● SUPPLIED PASSAGE
Screen heart patients for depression, AHA urges

Our Review Summary

It has been well documented that survivors of a heart attack or patients who have undergone treatment for heart disease are much more likely to experience symptoms of depression. In the past few years, research has also shown that a co-occurence of depression along with heart disease can lead to worse outcomes and reduced quality of life. Recognizing the connection, the American Heart Association has released new guidelines calling for increased screening for depression in heart patients. Whether or not intervention in screened individuals will lead to better heart outcomes is not known, but certainly identifying and treating undiagnosed cases is a positive step.

This relatively short story does a good job of on most of our criteria. 

However, the story does not mention any possible downsides of depression screening. While there are few risks, some of the harms could include: missing cases of mild depression, stigma, mislabeling situational stress as an illness, not to mention barriers and difficulties involved in getting the appropriate follow-up care once diagnosed.  And it didn’t cost issues, or reimbursement as a barrier to effective screening.

Criteria

Does the story adequately discuss the costs of the intervention?

Not Satisfactory

The story didn’t describe the costs of depression screening nor did it mention reimbursement issues as a barrier to providing the screening.

Does the story adequately quantify the benefits of the treatment/test/product/procedure?

Not Satisfactory

The story does not attempt to quantify the benefits of depression screening.

● INFORMATION SHOWN
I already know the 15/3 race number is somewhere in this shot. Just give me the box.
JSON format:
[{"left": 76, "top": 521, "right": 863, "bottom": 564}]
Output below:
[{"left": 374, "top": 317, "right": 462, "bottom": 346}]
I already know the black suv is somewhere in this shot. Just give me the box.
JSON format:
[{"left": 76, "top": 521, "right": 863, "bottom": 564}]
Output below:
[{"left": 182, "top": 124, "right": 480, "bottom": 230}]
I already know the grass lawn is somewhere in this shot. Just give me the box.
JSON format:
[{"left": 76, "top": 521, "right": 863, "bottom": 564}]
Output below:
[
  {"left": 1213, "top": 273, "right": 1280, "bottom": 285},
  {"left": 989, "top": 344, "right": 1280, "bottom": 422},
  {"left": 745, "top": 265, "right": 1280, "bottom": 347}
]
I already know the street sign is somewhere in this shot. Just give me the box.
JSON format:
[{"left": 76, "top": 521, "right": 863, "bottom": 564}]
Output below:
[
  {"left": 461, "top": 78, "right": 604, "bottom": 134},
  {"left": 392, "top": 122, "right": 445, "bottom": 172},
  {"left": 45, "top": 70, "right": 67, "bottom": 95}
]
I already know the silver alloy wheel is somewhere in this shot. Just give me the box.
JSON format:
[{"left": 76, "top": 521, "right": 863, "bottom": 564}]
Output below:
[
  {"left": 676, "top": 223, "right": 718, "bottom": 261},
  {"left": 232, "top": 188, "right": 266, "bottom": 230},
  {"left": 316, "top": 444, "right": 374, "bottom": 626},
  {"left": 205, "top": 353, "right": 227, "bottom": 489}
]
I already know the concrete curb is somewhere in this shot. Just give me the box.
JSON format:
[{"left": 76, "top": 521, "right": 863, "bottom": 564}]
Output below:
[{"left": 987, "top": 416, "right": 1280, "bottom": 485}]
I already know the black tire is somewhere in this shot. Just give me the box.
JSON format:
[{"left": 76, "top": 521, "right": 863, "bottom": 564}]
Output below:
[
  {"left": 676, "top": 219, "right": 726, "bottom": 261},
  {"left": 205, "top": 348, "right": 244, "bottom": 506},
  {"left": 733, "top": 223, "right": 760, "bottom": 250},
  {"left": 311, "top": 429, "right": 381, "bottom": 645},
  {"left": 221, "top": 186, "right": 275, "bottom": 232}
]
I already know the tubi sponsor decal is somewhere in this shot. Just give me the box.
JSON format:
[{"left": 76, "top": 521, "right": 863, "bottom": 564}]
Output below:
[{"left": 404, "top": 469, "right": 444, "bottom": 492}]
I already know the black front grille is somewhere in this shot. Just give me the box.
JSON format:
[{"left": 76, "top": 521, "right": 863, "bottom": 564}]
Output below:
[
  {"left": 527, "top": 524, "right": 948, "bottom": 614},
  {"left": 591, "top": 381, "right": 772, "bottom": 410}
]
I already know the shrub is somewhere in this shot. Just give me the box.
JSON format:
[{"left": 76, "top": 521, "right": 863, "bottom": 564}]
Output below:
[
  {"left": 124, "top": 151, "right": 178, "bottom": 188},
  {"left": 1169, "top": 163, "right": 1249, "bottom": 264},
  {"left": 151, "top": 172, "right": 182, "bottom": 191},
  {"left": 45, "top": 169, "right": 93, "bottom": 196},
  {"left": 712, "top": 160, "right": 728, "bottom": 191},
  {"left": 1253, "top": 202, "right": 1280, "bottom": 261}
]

● TASKS TO CARRY OUT
a: Reproduce the section of the depression screening review between "However, the story" and "to effective screening.", inclusive.
b: Take the depression screening review further, picking up right after its final sentence.

● ANSWERS TO THE PROBLEMS
a:
However, the story does not mention any possible downsides of depression screening. While there are few risks, some of the harms could include: missing cases of mild depression, stigma, mislabeling situational stress as an illness, not to mention barriers and difficulties involved in getting the appropriate follow-up care once diagnosed.  And it didn’t cost issues, or reimbursement as a barrier to effective screening.

b:
Does the story adequately explain/quantify the harms of the intervention?

Not Satisfactory

The story does not mention any possible downsides of depression screening. While there are few risks, some of the harms could include: missing cases of mild depression, stigma, mislabeling situational stress as an illness, not to mention barriers and difficulties involved in getting the appropriate follow-up care once diagnosed.

Does the story seem to grasp the quality of the evidence?

Satisfactory

The story does mention that there is no direct evidence that screening for depression can improve outcomes. The story could have done more to describe the indirect evidence that support its use in heart patients.

Does the story commit disease-mongering?

Satisfactory

The story does not exaggerate the seriousness or prevalence of depression. The story rightly points out that depression is more prevalent in people with heart disease.

Does the story compare the new approach with existing alternatives?

Satisfactory

The story mentions antidepressants, psychotherapy and excercise as possible treatments for depression.

Does the story establish the availability of the treatment/test/product/procedure?

Satisfactory

Clearly depression screening is available but not as widely used as it should be in the context of heart disease patients.

Does the story establish the true novelty of the approach?

Satisfactory

Clearly depression screening is not new but it is increasingly being advocated in the context of heart patients.

Does the story appear to rely solely or largely on a news release?

Satisfactory

Because the story quotes multiple experts, the reader can assume the story did not rely on a press release as the sole source of information.